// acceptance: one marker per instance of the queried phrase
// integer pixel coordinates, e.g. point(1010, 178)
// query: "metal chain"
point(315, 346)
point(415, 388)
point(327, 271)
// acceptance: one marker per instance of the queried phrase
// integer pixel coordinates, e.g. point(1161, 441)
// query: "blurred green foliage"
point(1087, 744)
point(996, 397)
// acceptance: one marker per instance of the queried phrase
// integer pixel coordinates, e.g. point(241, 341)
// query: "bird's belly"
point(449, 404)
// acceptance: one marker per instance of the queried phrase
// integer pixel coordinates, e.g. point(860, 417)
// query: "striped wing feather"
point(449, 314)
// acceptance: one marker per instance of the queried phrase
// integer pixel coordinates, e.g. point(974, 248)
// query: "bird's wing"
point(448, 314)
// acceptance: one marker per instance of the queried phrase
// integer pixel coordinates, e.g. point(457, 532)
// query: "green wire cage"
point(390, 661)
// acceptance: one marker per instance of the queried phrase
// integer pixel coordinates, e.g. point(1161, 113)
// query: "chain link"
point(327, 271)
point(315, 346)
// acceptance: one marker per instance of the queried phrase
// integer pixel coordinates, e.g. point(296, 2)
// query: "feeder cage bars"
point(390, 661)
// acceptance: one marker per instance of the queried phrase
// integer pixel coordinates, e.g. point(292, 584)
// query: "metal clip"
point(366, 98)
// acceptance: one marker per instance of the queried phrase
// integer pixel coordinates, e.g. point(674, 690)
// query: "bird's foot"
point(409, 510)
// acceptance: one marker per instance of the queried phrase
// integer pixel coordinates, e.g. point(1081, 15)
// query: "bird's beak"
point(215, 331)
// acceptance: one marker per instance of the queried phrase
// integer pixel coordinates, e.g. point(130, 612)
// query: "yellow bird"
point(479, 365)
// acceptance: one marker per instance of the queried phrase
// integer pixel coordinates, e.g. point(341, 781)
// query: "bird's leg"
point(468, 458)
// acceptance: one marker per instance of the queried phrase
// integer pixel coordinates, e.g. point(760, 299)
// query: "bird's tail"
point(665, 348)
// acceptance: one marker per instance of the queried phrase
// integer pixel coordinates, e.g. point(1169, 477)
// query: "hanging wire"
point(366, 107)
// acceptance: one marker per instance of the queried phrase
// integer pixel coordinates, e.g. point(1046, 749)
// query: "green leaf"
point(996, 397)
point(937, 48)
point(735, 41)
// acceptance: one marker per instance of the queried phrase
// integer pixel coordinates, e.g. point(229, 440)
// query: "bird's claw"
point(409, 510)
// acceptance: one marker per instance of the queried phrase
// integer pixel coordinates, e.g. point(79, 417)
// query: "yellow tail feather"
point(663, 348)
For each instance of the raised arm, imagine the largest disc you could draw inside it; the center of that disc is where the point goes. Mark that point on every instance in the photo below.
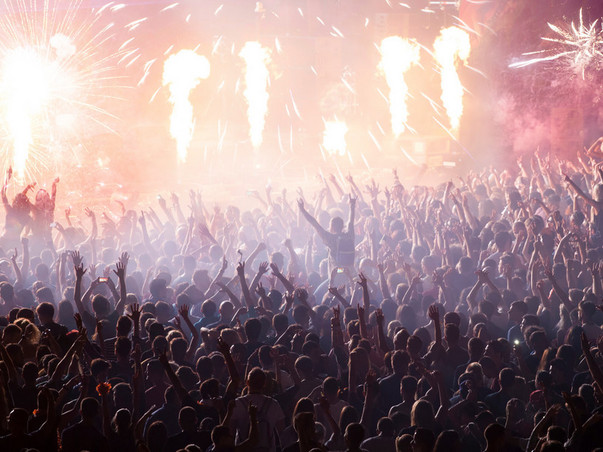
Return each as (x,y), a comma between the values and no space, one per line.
(276,272)
(192,346)
(310,219)
(79,274)
(352,202)
(244,287)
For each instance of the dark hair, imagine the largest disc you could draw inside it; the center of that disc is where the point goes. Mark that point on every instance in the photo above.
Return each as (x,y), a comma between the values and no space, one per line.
(45,309)
(253,327)
(89,408)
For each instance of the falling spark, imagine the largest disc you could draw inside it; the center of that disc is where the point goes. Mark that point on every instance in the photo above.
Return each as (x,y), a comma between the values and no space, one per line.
(377,145)
(579,47)
(294,105)
(451,47)
(182,72)
(333,139)
(135,24)
(339,33)
(256,88)
(398,55)
(173,5)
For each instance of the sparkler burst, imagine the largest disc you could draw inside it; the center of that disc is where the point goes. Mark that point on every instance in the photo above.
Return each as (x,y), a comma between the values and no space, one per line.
(452,47)
(256,88)
(182,72)
(398,55)
(579,47)
(56,65)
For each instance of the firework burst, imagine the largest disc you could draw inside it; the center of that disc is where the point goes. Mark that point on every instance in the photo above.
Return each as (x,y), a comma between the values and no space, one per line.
(56,68)
(578,47)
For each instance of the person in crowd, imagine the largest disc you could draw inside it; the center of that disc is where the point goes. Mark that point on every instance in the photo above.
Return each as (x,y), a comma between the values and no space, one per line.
(461,316)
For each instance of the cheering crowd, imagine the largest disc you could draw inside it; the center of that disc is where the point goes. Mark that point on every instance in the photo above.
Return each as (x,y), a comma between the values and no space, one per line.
(465,316)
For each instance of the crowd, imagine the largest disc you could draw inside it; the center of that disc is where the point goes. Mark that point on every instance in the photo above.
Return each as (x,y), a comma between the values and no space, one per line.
(464,316)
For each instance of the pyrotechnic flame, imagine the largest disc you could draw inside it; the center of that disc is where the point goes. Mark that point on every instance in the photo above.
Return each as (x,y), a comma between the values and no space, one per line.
(450,48)
(256,88)
(579,47)
(333,139)
(26,85)
(398,55)
(182,72)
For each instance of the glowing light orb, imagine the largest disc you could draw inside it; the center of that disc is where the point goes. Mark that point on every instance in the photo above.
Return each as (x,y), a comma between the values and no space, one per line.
(333,139)
(257,76)
(182,72)
(398,55)
(451,48)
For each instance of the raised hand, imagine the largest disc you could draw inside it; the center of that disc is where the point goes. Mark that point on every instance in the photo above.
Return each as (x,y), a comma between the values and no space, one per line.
(482,276)
(77,258)
(379,317)
(120,270)
(274,268)
(302,295)
(434,313)
(78,321)
(584,342)
(263,268)
(124,259)
(222,346)
(260,290)
(362,281)
(437,279)
(135,312)
(360,312)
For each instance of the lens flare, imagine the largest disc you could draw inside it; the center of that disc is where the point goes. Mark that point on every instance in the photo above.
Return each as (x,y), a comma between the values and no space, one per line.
(257,76)
(182,72)
(452,47)
(333,139)
(398,55)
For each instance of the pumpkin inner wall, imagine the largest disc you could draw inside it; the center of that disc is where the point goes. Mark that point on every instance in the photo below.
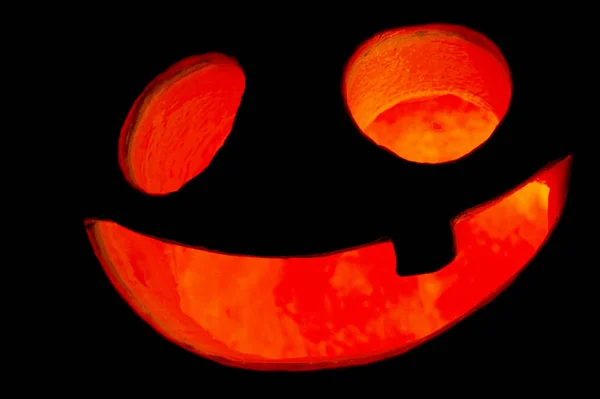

Exercise instructions: With the pictures dropped, write out all of the entries word for word.

Output of the task:
// acceptance: one marker per instance of the queried phrase
// integer pixel coordinates, e.g. point(1010, 178)
// query: "metal chain"
point(315, 346)
point(415, 388)
point(327, 271)
// acceptance: one marker per instance of the queried phrase
// integer pixel coordinates, e.g. point(1161, 441)
// query: "blurred green foliage"
point(1087, 744)
point(996, 397)
// acceptance: one marker per instance of the queried phrase
// integer pixel coordinates, e.g. point(241, 341)
// query: "bird's belly"
point(449, 404)
// acceptance: one marker per instance of the queried phrase
// integer pixel coordinates, e.g. point(860, 417)
// query: "striped wing feather"
point(449, 314)
// acceptance: one marker per instance of the queried phrase
// integer pixel coordinates, e.g. point(974, 248)
// query: "bird's wing"
point(448, 314)
// acceptance: one marker per instance of the queried phrase
// integer pixel coordinates, e.g. point(457, 532)
// query: "green wire cage"
point(390, 661)
// acceptance: one marker per instance of the queried phrase
// integer pixel coordinates, e.g. point(1161, 113)
// query: "chain link"
point(327, 271)
point(315, 346)
// acceptance: one marker per instance of the queried phrase
// integer pixel coordinates, e.g. point(296, 2)
// query: "feeder cage bars"
point(390, 661)
// acceptance: one marker per instance of the queried phrase
// integer pixel coordinates, e.g. point(292, 584)
// query: "metal clip"
point(366, 98)
// acceptance: one marker per instance of the queried phrase
// integer pixel coordinates, e.g. point(674, 690)
// query: "bird's foot"
point(409, 510)
// acceptance: one marker per instance of the queried phrase
// integer pixel coordinates, e.g. point(1081, 15)
// query: "bird's beak"
point(215, 331)
// acceptance: one marker per instance of the queried phrase
// integer pixel coordinates, e.g. point(130, 612)
// query: "yellow bird"
point(479, 365)
// acceptance: one marker per instance of the queried phrase
// integer pixel coordinates, e.g. point(341, 781)
// query: "bird's leg"
point(468, 458)
// acceptance: one marker per instance of the queried phrase
// integer pixel coordinates, e.g. point(760, 299)
// query: "bird's tail"
point(665, 348)
// acceptance: one marker per instance of the queried phrase
// integer pixel coordinates, e.g. point(1169, 477)
// query: "hanging wire"
point(366, 107)
// acceptance: one marker per instance of the queried phrase
// integer pixel coordinates, e.g. point(1046, 749)
// query: "green leaf"
point(996, 397)
point(937, 48)
point(735, 41)
// acceptance: one marker per instance of the queried phrase
// integer pixel coordinates, e.g. point(229, 440)
// query: "bird's claw"
point(409, 510)
// acceptance: one marker per instance of the queried phrase
// integer pixel coordinates, e.g. point(79, 417)
// query: "yellow tail feather"
point(663, 348)
For each instance of the raised arm, imagine the largest disc you could draw inside it; the center of that disc is where the point goes. Mark that point on every instance in the photo below.
Return each as (x,y), a comma between the values and no space, one per line.
(276,272)
(192,346)
(310,219)
(79,274)
(352,202)
(244,287)
For each instance of the dark hair, imagine the largest disc you could draw inside it; the center of that disc is where the point goes. Mark that point on every instance in the photo above.
Return each as (x,y), a comma between the values and no space, one per line.
(45,309)
(253,327)
(89,408)
For each instance of the falling spark, imagine the largest disc you could draw inside it; the center of that disc is where the point goes. Mark that point on every instance in the photo above.
Return each as (x,y), a comma between the values and no space, one per line.
(377,145)
(579,47)
(294,105)
(451,47)
(182,72)
(333,139)
(135,24)
(339,33)
(256,88)
(398,55)
(173,5)
For each instance of the sparkler burst, imagine the largest disc you could draw inside it; the center of that disc is where the point goes. Mark that point on every instance in the photo above.
Return each as (x,y), a comma between the values and no space, one per line.
(452,47)
(256,88)
(182,72)
(398,55)
(579,47)
(56,65)
For each instance of the firework burst, imagine the largest disc you could draw inside it; the center of that disc is where the point goes. Mark that point on every instance in the photo above.
Return each as (x,y), a comma between the values and no space, one per line.
(56,68)
(578,47)
For each instance of the person in crowd, imagine the largest disc you could draw inside it; the center of that disc is where the point goes. Mark that point on every instance in the photo above.
Return each as (x,y), a comma between the values and no space, one per line.
(461,316)
For each instance of the cheering crowd, imagine the largest disc you could draw inside it; the center of that disc is where the point goes. Mark that point on every instance in the photo above.
Return each as (x,y), a comma between the values and no space, one per line.
(465,316)
For each instance of the crowd, imagine the largest disc you could draw inside it; the center of that disc is where the point goes. Mark that point on every instance in the photo above.
Return each as (x,y), a comma between the values and no space, one per line.
(464,316)
For each instance of the pyrotechnic flame, imagine the largest disc you could draw inside it; the center of that disc is where the point goes. Mark that point on every instance in the photo above.
Return each as (x,y), a comma between the values and no space, one per line.
(450,48)
(256,88)
(579,47)
(333,139)
(26,85)
(398,55)
(182,72)
For each instance of the glowing light orb, imagine the largest disc you could draw inside it; the center of that disc is where the point goes. Mark that point on every instance in the photo above.
Return each as (x,y), a comma between the values and no space, one per line.
(333,139)
(257,76)
(182,72)
(398,55)
(451,48)
For each instance of the raised hand, imagine the largest disc you could draw inside it; the center of that disc is where the point goes. Mark that point on every instance in the photo above.
Return each as (x,y), a comma between the values and no space, one per line.
(482,276)
(77,258)
(379,317)
(120,270)
(274,268)
(302,295)
(434,313)
(78,321)
(584,342)
(263,268)
(124,259)
(222,346)
(260,290)
(362,281)
(437,279)
(135,312)
(360,312)
For each instance of the lens flare, imagine the largest disc you could draw inside it; the center of that disc is where the point goes. Mark that point on every instance in the photo above.
Return each as (x,y), a comma between the values and no space, one per line.
(257,76)
(182,72)
(452,47)
(333,139)
(398,55)
For each instance of the pumpkin inner wall, imagine the largest disc you could draw inside it; the center of that disc is where the point goes. Mark that point on every instance in the photo below.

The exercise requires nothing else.